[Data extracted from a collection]

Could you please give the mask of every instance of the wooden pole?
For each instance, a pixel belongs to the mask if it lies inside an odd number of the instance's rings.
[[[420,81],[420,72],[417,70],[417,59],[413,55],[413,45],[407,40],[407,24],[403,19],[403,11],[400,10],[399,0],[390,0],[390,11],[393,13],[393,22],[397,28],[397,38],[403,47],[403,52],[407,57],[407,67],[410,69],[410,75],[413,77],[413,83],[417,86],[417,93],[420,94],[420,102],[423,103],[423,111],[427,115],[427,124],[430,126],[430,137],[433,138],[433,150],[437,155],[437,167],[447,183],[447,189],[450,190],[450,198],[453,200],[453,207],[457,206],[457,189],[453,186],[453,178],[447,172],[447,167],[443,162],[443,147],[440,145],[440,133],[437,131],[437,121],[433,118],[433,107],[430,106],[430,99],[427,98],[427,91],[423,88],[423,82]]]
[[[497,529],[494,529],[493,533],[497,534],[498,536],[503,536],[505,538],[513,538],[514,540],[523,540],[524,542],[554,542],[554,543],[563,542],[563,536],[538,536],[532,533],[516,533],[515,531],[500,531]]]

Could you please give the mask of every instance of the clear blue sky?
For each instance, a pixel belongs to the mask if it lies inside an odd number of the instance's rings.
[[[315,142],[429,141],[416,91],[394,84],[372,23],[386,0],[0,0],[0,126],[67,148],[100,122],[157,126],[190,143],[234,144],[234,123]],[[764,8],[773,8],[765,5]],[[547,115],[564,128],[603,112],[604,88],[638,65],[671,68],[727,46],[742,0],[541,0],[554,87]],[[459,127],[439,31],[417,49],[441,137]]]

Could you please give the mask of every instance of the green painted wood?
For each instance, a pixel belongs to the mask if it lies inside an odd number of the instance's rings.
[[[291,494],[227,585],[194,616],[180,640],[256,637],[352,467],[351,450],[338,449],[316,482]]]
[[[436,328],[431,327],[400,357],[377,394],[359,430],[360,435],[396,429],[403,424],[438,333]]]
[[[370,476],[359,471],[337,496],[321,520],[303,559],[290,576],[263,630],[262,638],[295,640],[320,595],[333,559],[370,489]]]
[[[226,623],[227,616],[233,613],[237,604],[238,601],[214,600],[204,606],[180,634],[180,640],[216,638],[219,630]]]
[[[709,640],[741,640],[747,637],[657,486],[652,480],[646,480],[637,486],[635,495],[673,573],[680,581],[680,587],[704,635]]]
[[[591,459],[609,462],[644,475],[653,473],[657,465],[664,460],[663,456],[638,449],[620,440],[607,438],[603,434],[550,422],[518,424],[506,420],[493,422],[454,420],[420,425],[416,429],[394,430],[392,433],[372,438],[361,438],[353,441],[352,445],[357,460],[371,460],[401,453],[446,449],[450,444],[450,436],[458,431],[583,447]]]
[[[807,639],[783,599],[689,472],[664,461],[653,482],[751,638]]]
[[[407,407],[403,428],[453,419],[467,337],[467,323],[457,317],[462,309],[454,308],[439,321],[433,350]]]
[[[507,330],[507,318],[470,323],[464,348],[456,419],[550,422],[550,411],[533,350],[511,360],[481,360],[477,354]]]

### TRY IT
Nothing but a number should be given for this: how many lines in the entries above contain "please"?

### ANSWER
3